# [Stated goal 1]
Identify every line in the listing that contains the string "stem", and copy each of those lines.

# [Document section]

Danny, I did'nt have time to listen and missed your pm,..anyway just wanted to reply to this.
Alot of the time our job as a composer is to give the score what it needs instead of just what the client wants,...we get endless links,temp scores,notes,references and so on but we still have to interpret all that and try to find what the score actually needs,..its a fine line of course as trying something different,unexpected can cost you the gig BUT in my experience any time I stuck rigidly to a brief and gave the client exactly what I thought they wanted I never,ever got the gig,..its because I ignored my instincts and tried to please the director/producer and not the score,..I did'nt bring 'myself' to the project.

Just adding this as food for thought.  D


----------



## dannymc (Mar 28, 2016)

> I thought the string sounds were good, a bit different is (almost) always good, and I liked your choices. I'm also pretty sure I'd leave the brass just the way they are in terms of placement, but they were kinda static, even fixing that could help with the build up.



hi wst3, nice to get another perspective on my track. glad you liked the strings i know i need to work on my brass programming, i'm not long using brass so would be still a bit weak. 



> Since I have no idea for what this was planned I could be way off base here, but as a stand-alone track it does need some massaging to keep it interesting. That is one of the most difficult challenges I find for instrumental work, especially for live theatre - I need to change things up a little bit to keep them "moving", but I have to be careful not to interrupt, distract, or overwhelm (all of which I've managed at one time or another!)



yes i'm hoping this is an issue i will over come with experience and time 





> @dannymc so then when are we going to here the retake on this track or are you just going to forget it.
> 
> Are we going to here rework ?



hi novaburst, i'm actually sick to death of the track now since i had to do many many re-works for the client and still it didn't make it. also i want to try keep pace from now on and try write one track per week which is going well so far as it previously was taking me 3 weeks per track. but instead i'll take all the feedback received above and apply what i've learned to the next track. 



> Danny, I did'nt have time to listen and missed your pm,..anyway just wanted to reply to this.
> Alot of the time our job as a composer is to give the score what it needs instead of just what the client wants,...we get endless links,temp scores,notes,references and so on but we still have to interpret all that and try to find what the score actually needs,..its a fine line of course as trying something different,unexpected can cost you the gig BUT in my experience any time I stuck rigidly to a brief and gave the client exactly what I thought they wanted I never,ever got the gig,..its because I ignored my instincts and tried to please the director/producer and not the score,..I did'nt bring 'myself' to the project.

# [Dataset records]
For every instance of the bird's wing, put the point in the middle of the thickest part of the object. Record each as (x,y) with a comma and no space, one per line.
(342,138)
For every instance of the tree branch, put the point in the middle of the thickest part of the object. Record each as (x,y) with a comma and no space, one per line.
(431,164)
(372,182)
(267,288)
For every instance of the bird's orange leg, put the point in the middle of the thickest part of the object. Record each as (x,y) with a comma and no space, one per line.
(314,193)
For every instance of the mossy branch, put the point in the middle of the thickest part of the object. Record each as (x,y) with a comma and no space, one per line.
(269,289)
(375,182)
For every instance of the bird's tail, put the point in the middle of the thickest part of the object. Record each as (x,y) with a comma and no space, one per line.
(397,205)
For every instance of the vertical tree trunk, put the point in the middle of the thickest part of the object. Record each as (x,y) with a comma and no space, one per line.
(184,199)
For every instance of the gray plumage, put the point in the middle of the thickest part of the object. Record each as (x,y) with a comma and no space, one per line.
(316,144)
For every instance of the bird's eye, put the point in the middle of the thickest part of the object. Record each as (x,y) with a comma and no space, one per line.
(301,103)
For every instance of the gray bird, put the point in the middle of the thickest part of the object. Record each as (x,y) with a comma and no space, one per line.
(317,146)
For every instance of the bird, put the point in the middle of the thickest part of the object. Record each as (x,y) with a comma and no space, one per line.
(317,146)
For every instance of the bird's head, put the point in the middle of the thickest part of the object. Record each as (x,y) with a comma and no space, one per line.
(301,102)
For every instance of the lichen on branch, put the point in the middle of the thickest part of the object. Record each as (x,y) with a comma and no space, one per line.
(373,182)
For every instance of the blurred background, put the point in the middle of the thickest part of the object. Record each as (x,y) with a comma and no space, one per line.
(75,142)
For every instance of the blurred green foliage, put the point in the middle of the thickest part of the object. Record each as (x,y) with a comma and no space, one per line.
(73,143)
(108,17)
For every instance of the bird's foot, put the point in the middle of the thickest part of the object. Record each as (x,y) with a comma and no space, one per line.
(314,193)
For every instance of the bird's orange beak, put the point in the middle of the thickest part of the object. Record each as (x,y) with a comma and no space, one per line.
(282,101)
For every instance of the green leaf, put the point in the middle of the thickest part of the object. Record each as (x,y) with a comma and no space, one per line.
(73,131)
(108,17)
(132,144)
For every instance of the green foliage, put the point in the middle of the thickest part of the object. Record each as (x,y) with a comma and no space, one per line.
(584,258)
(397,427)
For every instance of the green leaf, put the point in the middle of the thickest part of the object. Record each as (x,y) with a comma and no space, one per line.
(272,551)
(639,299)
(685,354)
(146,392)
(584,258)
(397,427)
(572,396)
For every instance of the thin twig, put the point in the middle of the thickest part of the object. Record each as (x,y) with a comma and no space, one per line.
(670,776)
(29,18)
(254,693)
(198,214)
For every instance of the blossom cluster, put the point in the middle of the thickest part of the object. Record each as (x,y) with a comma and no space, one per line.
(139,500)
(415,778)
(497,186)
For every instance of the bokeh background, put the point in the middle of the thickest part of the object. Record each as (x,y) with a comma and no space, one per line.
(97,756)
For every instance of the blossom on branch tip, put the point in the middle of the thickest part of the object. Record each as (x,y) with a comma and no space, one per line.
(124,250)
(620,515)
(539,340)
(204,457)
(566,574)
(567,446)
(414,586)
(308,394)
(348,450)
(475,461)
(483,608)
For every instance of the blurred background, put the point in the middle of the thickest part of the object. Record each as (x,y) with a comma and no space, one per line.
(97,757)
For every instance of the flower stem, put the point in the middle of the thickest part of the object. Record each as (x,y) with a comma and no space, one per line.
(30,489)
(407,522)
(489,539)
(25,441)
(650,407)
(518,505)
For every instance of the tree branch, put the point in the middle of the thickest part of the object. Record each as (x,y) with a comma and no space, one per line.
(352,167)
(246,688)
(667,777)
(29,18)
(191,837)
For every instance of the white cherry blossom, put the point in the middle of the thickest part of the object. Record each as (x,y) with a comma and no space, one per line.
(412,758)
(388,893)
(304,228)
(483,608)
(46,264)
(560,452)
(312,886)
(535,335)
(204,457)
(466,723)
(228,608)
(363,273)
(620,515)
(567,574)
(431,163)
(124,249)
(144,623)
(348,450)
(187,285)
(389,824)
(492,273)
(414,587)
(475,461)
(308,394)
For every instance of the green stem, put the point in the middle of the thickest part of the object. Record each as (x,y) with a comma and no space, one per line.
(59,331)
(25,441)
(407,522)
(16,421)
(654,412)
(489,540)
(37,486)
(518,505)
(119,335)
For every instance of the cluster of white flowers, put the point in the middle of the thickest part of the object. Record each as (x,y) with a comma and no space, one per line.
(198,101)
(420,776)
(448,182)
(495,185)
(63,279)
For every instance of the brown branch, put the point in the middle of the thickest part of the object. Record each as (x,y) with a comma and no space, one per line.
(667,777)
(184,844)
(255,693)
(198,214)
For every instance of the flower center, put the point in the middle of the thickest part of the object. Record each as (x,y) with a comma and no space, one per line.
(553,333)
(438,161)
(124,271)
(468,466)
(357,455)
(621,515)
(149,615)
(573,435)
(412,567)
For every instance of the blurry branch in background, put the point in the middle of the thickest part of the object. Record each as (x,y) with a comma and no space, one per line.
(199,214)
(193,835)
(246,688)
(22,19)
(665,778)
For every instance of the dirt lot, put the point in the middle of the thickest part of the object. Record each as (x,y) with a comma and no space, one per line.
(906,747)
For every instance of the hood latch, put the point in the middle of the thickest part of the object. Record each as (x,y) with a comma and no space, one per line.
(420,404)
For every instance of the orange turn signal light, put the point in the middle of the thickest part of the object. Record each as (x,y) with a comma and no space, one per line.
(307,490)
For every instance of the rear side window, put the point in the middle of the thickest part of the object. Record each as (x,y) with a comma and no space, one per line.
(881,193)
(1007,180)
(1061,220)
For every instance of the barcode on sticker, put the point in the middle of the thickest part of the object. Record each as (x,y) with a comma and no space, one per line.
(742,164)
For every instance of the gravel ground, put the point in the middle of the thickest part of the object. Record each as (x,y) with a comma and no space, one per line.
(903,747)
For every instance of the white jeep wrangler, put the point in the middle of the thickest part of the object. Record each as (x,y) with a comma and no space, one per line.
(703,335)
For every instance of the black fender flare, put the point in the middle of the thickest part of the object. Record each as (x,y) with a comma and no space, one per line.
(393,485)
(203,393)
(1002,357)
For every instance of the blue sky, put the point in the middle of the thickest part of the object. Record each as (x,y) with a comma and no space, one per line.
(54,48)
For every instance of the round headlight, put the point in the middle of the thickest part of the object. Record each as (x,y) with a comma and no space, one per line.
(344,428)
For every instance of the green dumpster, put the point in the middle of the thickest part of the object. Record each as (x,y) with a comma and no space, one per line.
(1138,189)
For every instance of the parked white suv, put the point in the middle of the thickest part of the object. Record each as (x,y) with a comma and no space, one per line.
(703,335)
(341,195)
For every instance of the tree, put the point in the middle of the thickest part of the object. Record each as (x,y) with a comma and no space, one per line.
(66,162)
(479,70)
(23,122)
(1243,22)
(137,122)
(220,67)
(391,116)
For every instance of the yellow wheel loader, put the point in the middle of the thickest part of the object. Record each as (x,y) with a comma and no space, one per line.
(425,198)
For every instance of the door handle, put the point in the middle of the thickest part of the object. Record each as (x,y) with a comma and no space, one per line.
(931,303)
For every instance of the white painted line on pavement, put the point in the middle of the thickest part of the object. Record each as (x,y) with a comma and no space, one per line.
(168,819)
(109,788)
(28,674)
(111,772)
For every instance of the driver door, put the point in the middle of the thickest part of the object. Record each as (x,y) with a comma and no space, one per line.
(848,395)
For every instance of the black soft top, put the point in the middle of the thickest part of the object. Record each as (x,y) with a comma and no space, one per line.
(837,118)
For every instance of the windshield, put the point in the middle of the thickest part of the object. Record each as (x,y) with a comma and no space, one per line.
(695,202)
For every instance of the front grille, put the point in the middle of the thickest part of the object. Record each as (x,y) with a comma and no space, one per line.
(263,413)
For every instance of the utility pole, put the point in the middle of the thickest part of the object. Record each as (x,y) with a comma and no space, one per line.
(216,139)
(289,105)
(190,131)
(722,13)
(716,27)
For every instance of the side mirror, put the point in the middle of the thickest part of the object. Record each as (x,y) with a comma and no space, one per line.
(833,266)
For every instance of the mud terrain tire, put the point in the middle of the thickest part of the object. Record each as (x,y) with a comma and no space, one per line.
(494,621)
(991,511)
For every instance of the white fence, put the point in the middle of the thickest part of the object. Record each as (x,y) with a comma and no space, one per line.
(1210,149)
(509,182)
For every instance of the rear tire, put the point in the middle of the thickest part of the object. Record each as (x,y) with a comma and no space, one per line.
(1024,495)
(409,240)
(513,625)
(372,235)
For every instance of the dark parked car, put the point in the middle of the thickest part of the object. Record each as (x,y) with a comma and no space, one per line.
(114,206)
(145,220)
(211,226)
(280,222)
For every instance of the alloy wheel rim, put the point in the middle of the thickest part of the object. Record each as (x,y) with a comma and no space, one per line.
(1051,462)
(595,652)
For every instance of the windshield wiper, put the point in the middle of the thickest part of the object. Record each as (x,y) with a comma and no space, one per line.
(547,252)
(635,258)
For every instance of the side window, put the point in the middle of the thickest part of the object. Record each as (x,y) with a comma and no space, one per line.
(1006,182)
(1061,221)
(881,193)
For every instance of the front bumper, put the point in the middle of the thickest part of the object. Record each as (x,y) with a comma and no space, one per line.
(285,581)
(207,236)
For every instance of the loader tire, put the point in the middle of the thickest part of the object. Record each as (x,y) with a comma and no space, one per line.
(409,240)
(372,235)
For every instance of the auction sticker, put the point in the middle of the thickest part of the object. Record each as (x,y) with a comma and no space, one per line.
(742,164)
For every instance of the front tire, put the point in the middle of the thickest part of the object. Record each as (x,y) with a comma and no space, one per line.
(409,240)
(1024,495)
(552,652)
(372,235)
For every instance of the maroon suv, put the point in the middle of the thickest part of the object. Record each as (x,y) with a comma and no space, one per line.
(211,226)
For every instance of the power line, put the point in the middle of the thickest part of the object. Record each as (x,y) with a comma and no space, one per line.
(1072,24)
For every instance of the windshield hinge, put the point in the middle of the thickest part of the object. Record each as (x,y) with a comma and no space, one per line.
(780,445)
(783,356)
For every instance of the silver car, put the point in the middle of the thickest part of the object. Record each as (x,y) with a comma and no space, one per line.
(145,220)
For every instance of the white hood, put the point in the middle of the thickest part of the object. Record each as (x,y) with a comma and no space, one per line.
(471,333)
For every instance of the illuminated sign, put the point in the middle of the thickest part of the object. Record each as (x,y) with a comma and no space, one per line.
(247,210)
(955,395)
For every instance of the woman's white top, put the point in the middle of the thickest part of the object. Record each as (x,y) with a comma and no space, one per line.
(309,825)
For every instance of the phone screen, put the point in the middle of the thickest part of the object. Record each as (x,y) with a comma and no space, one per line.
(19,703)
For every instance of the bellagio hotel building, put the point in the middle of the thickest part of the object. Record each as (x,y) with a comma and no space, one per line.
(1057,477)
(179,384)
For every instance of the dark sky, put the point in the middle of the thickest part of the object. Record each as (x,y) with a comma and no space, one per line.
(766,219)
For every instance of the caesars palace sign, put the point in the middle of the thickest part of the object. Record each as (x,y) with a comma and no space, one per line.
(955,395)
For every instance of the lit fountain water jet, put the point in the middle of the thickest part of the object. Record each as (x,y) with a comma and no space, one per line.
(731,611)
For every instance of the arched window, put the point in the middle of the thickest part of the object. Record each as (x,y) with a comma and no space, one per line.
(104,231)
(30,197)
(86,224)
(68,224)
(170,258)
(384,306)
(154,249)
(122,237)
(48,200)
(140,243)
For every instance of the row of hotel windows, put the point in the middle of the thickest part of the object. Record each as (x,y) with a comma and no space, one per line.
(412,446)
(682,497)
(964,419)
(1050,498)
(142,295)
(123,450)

# [Stated goal 2]
In the forum thread, list the items the composer says "we get" before still having to interpret all of it.

# [Task output 1]
For every instance of the flower stem, put the point in the middle of the thickest part of the object. Record each as (x,y) with a comma and no space, one per line.
For every instance of the green stem, put the point in the middle of the thickest part of the object. Record each as (x,y) with a comma and no space, one per line.

# [Task output 2]
links
temp scores
notes
references